DOCUMENT SEGMENT

☆ ☆ ☆ ☆ ☆

A cumulative 20-year follow-up report on the WHI found that there was a lower breast cancer incidence and mortality rate in women who took estrogen alone. Thus, the recommendation should have been that we stop using progestins rather than eliminating hormone therapy altogether. 

We have narrowed in on why progestin is so problematic, which provides further evidence that hormone therapy in general is not the issue here. Progestin is not a progesterone. It does not fit the progesterone receptors properly. It does not impact the body the way progesterone does.

When progestin is eliminated and estrogen alone is considered, the benefits of estrogen hormone therapy greatly outweigh the risks. While oral estrogen does increase risks of coronary heart disease, stroke, and venothrombosis embolism, the benefits continue to surpass risks. Additionally, we do not recommend oral estrogen for these reasons – there are other ways to administer estrogen and other hormones.

☆ ☆ ☆ ☆ ☆

Stored data entries:
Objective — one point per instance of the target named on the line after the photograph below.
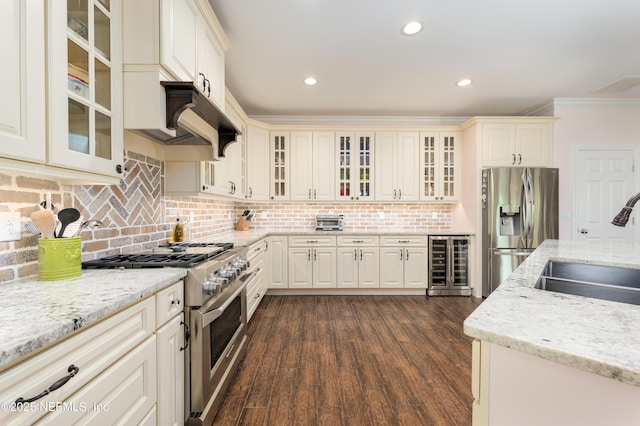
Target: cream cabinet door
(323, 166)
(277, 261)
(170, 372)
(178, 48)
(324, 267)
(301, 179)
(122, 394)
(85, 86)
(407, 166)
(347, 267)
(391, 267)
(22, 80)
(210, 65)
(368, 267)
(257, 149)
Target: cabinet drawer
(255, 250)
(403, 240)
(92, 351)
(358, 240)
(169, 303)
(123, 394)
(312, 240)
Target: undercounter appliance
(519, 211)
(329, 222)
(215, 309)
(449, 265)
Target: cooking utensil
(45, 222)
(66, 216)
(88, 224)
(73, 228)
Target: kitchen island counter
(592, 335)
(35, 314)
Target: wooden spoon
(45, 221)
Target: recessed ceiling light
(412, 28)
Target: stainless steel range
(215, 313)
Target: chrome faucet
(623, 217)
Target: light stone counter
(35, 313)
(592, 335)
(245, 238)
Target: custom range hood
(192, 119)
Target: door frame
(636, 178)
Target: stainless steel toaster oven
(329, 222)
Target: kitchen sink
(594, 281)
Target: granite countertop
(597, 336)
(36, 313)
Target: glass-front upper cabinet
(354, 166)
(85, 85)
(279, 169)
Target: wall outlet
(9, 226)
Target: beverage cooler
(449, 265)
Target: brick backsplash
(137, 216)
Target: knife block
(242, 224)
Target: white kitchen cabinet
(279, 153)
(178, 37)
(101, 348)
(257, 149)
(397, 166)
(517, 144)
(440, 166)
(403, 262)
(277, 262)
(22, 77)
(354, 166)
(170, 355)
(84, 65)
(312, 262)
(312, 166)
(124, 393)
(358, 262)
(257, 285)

☆ ☆ ☆ ☆ ☆

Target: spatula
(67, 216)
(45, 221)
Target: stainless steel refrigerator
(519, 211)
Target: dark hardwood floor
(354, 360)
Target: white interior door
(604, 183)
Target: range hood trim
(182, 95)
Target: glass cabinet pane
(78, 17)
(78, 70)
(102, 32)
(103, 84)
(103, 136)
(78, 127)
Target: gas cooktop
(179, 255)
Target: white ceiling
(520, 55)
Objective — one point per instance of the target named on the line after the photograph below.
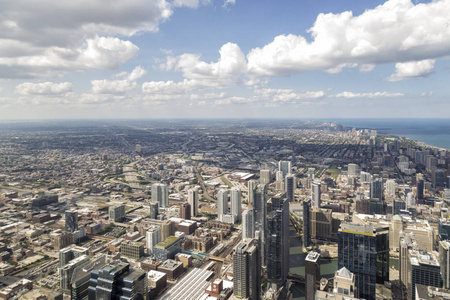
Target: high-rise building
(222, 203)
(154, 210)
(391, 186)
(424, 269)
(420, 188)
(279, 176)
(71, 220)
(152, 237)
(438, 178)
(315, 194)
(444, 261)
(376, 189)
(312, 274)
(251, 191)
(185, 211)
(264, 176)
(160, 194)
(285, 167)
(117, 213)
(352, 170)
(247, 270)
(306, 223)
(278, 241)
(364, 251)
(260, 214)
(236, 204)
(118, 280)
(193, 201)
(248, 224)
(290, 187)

☆ ☆ ☆ ☆ ☆

TASK LIST
**A)** In one to three sentences, explain why the hormone therapy passage says the recommendation should have been to stop using progestins instead of dropping hormone therapy altogether.
**B)** Answer these questions from the hormone therapy passage:
(i) How many years did the cumulative WHI follow-up report cover?
(ii) What receptors does progestin fail to fit properly?
(iii) Which three risks does oral estrogen increase?
**C)** Resume the hormone therapy passage after its last sentence and continue it.
You won't need the stored data entries for anything that follows.

ANSWERS
**A)** A cumulative 20-year follow-up report on the WHI found lower breast cancer incidence and mortality in women who took estrogen alone. That result points to progestin, not hormone therapy in general, as the problem.

**B)**
(i) 20 years.
(ii) Progesterone receptors.
(iii) Coronary heart disease, stroke, and venothrombosis embolism.

**C)**
We continue to receive confirmation that the cause of the extremely negative results and spread of misinformation in the aftermath of the WHI study was the inclusion of progestins in hormone therapy. 

In 2013, a 10-year follow-up from the randomized Stockholm trial determined that new incidences of breast cancer did not vary as the Stockholm trial originally indicated. The follow-up determined that any increased occurrence was due to higher progestin exposure – not to estrogen or progesterone therapies.

A more recent (May 2022) confirmation of the errors of the WHI study was recently published in The Cancer Journal. The review looked at decades of hormone replacement therapy after breast cancer studies (25 different studies). The studies spanned from 1980 – 2013 and the May 2022 review also looked at the previous 20 reviews of the studies.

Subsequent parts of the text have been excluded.